#### [WORK TO COMPLETE]
An exact copy is needed of the lines from the line holding "Target: green tinted melon skin" through the final line of the listing below, both included.

-------

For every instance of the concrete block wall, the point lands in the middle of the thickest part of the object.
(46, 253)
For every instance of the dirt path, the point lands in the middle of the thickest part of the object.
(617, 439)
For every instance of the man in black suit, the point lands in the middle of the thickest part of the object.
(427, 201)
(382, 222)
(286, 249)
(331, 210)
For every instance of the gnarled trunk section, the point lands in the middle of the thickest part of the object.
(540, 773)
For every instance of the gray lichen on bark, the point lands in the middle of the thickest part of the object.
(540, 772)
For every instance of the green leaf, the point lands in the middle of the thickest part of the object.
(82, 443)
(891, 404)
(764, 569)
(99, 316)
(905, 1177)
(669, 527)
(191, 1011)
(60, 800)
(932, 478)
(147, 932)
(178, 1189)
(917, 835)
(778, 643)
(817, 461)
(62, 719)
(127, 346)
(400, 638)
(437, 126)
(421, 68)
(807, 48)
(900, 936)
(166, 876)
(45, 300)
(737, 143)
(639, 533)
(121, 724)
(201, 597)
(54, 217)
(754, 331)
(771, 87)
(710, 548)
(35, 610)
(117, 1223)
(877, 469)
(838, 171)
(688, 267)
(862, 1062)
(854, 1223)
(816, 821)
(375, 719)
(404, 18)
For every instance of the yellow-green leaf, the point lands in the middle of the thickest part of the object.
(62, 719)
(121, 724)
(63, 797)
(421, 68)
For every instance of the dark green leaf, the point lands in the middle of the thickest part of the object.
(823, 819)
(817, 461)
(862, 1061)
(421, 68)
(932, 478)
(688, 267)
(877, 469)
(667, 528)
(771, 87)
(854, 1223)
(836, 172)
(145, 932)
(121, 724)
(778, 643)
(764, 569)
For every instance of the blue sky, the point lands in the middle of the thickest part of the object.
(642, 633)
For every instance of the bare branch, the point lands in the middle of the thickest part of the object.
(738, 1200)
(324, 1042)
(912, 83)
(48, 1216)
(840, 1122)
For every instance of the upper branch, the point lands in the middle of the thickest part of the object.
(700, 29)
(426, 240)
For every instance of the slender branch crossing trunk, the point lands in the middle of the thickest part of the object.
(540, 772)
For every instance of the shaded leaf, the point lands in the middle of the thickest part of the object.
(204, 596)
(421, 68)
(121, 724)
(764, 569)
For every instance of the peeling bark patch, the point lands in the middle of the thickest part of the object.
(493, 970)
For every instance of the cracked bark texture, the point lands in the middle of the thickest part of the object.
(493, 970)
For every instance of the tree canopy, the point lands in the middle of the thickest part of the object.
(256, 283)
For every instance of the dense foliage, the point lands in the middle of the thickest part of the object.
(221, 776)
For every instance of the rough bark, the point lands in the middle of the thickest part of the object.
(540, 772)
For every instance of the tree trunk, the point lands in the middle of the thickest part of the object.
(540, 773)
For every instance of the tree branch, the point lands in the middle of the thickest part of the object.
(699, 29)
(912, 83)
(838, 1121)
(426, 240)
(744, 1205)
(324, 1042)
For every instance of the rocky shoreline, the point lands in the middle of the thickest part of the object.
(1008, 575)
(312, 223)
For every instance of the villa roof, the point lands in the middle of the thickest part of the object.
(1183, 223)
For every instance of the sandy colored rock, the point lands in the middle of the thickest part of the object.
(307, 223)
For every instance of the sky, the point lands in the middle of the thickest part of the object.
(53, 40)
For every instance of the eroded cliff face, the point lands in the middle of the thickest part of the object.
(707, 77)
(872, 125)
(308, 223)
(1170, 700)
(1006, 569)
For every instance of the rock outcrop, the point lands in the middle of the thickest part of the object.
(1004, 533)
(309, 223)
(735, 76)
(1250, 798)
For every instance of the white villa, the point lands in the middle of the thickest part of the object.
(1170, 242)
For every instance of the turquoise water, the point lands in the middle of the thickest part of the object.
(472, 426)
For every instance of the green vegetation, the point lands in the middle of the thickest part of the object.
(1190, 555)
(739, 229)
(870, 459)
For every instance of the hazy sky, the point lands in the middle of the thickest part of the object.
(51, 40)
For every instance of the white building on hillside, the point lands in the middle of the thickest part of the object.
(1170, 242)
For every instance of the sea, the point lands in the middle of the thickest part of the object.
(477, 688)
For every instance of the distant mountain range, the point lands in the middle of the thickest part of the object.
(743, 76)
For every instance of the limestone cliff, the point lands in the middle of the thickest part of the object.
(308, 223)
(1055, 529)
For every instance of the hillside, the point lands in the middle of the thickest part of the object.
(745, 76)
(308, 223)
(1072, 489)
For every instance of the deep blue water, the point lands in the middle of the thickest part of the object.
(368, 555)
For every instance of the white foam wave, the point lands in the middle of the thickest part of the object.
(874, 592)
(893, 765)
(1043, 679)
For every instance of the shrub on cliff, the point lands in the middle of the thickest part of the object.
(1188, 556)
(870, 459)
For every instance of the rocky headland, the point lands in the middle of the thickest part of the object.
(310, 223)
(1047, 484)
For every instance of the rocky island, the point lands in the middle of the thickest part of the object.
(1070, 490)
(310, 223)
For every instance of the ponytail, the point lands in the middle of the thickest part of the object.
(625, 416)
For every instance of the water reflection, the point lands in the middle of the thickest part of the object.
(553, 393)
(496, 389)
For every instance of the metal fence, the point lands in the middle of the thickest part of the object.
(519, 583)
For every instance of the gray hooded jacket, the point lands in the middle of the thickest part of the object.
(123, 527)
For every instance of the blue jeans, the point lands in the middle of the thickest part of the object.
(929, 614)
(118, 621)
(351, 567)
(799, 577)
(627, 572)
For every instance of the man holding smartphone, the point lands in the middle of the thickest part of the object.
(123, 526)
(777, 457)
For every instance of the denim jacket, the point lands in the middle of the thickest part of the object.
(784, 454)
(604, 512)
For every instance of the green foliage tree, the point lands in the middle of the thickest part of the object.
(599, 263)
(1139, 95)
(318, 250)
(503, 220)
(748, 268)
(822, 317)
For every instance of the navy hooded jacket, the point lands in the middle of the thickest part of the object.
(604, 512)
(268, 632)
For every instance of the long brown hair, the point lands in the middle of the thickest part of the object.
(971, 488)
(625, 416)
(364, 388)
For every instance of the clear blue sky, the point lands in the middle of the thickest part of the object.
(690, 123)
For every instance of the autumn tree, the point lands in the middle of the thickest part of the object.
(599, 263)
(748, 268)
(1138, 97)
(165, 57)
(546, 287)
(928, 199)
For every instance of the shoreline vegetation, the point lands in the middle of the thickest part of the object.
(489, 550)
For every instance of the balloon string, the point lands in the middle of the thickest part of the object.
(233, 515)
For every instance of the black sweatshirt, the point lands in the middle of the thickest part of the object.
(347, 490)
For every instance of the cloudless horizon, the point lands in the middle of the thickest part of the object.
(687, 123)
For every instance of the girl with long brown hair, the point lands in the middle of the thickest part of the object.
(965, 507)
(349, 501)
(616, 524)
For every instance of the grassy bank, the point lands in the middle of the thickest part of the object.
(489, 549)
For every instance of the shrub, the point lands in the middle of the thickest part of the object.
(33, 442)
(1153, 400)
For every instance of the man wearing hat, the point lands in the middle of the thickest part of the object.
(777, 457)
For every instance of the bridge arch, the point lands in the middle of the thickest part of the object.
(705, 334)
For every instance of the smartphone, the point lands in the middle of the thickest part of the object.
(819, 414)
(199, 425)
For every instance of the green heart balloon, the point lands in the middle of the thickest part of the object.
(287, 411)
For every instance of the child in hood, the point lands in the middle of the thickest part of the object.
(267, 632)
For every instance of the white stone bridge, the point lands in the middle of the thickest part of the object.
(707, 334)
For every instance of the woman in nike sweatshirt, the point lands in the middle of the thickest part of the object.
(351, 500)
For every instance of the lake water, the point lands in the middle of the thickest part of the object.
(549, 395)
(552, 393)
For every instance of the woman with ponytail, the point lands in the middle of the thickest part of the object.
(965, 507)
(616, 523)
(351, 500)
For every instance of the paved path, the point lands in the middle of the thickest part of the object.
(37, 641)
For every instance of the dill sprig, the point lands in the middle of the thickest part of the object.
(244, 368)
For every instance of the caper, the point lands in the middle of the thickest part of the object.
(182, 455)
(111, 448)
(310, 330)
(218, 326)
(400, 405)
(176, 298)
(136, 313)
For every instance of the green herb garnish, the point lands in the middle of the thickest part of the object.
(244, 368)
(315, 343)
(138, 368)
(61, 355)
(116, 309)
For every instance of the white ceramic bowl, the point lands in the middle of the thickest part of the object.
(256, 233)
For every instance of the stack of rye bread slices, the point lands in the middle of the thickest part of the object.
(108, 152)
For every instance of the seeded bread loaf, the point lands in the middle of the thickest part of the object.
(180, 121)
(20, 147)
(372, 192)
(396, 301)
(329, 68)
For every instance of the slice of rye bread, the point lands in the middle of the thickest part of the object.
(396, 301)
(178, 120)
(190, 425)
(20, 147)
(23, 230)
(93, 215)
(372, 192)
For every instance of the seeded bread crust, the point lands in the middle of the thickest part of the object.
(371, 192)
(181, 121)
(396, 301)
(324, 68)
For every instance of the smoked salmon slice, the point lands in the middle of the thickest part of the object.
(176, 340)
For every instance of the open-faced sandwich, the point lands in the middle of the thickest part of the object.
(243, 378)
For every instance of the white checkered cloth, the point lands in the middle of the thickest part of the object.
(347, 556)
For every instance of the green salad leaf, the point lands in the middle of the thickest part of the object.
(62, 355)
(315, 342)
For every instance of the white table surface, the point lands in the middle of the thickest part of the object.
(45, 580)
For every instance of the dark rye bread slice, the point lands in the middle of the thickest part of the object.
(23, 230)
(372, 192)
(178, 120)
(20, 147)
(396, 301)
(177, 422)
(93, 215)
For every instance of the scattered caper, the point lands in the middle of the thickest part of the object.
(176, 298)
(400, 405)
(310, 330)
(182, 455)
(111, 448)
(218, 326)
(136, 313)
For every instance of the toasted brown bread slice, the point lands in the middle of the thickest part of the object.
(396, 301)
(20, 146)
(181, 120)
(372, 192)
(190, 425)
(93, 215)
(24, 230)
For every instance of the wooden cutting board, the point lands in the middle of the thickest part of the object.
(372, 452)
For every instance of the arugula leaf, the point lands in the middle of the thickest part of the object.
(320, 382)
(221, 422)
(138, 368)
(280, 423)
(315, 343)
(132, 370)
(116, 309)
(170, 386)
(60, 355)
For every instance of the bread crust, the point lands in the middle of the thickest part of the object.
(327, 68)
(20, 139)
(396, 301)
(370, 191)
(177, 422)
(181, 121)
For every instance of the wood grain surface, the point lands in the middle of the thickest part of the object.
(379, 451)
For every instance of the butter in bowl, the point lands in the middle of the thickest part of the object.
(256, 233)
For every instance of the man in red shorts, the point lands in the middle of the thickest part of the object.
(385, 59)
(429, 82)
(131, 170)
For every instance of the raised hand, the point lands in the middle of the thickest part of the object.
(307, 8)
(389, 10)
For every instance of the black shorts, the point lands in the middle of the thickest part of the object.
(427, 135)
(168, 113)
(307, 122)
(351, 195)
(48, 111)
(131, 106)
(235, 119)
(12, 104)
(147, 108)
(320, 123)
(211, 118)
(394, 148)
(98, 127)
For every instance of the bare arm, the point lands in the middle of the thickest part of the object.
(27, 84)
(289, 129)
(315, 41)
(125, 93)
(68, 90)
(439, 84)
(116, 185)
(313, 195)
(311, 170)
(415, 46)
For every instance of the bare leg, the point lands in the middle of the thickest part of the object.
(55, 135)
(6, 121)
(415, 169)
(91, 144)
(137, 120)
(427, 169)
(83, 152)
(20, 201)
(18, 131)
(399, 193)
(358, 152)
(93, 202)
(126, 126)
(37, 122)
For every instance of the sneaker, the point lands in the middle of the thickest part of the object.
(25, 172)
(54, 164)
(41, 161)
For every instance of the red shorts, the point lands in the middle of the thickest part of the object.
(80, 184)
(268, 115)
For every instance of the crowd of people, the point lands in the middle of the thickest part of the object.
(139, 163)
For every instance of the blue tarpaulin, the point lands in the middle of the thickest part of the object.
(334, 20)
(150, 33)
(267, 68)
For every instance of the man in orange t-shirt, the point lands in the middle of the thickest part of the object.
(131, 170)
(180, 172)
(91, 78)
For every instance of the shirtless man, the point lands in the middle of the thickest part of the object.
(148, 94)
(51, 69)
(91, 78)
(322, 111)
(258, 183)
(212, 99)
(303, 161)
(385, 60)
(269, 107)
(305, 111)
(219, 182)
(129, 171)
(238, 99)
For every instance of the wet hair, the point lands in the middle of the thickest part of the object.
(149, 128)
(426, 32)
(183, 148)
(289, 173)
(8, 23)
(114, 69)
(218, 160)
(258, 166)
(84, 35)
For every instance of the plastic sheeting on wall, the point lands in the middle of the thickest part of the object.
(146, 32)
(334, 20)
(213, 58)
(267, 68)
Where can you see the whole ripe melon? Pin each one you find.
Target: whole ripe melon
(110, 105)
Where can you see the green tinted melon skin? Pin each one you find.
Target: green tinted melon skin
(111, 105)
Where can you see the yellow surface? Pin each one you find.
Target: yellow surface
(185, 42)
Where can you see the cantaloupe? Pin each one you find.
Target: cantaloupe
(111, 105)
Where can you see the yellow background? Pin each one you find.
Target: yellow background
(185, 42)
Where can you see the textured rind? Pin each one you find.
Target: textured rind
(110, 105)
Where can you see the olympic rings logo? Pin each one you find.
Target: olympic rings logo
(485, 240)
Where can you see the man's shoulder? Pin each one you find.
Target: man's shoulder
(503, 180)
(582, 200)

-------

#### [TASK ANSWER]
Target: green tinted melon skin
(111, 105)
Where can you see the yellow surface? Pin each one you find.
Target: yellow surface
(185, 42)
Where can you see the cantaloupe? Pin each one you find.
Target: cantaloupe
(111, 105)
Where can you see the yellow background? Pin each one you find.
Target: yellow background
(185, 42)
Where can you see the textured rind? Pin each one you find.
Target: textured rind
(110, 105)
Where can you see the olympic rings logo? Pin each one you find.
Target: olympic rings logo
(485, 240)
Where can you see the man's shoulder? Pin each one you find.
Target: man's shoulder
(503, 180)
(582, 200)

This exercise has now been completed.